____ MATERIALS PROVIDED

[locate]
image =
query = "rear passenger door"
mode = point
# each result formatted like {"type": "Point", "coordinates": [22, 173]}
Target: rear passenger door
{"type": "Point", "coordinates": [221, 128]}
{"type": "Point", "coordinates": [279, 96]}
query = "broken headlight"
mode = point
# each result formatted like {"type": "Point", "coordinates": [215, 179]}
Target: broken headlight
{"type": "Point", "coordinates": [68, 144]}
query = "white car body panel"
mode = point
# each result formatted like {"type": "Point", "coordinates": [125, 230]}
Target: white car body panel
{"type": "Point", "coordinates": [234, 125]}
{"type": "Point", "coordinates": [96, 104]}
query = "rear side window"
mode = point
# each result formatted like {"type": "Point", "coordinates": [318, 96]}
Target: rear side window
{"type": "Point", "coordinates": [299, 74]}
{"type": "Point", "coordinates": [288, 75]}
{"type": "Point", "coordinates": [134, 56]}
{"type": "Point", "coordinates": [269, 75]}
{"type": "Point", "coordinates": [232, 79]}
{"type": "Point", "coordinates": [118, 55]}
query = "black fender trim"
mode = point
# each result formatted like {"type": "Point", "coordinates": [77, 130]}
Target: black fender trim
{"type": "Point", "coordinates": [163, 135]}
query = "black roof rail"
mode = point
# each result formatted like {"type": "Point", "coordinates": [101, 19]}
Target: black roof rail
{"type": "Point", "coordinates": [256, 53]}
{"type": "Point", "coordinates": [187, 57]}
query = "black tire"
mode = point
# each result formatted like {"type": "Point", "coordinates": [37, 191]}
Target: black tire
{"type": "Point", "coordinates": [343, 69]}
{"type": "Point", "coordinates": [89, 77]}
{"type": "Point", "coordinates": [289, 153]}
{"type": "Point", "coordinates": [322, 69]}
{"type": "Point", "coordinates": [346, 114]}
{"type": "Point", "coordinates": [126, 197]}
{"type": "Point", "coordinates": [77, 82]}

________

PROBLEM STATEMENT: Quote every line of the data, word for word.

EXPECTED ANSWER:
[locate]
image =
query = "rear passenger door"
mode = point
# each result formatted like {"type": "Point", "coordinates": [22, 173]}
Target: rear passenger door
{"type": "Point", "coordinates": [221, 128]}
{"type": "Point", "coordinates": [279, 96]}
query = "broken headlight"
mode = point
# each result formatted like {"type": "Point", "coordinates": [215, 179]}
Target: broken headlight
{"type": "Point", "coordinates": [68, 144]}
query = "white car body panel"
mode = point
# each result formatted like {"type": "Point", "coordinates": [125, 230]}
Target: white car body panel
{"type": "Point", "coordinates": [234, 125]}
{"type": "Point", "coordinates": [96, 104]}
query = "rear side window"
mode = point
# each result formatted like {"type": "Point", "coordinates": [318, 96]}
Target: rear side window
{"type": "Point", "coordinates": [299, 74]}
{"type": "Point", "coordinates": [288, 75]}
{"type": "Point", "coordinates": [134, 56]}
{"type": "Point", "coordinates": [269, 75]}
{"type": "Point", "coordinates": [232, 79]}
{"type": "Point", "coordinates": [118, 55]}
query = "black fender trim"
mode = point
# each result formatted like {"type": "Point", "coordinates": [77, 130]}
Target: black fender trim
{"type": "Point", "coordinates": [163, 135]}
query = "black roof rail"
mode = point
# each result formatted like {"type": "Point", "coordinates": [101, 19]}
Target: black roof rail
{"type": "Point", "coordinates": [256, 53]}
{"type": "Point", "coordinates": [187, 57]}
query = "black tire"
mode = point
# each result formatted like {"type": "Point", "coordinates": [37, 191]}
Target: black tire
{"type": "Point", "coordinates": [343, 69]}
{"type": "Point", "coordinates": [89, 77]}
{"type": "Point", "coordinates": [289, 153]}
{"type": "Point", "coordinates": [322, 69]}
{"type": "Point", "coordinates": [346, 114]}
{"type": "Point", "coordinates": [126, 197]}
{"type": "Point", "coordinates": [77, 82]}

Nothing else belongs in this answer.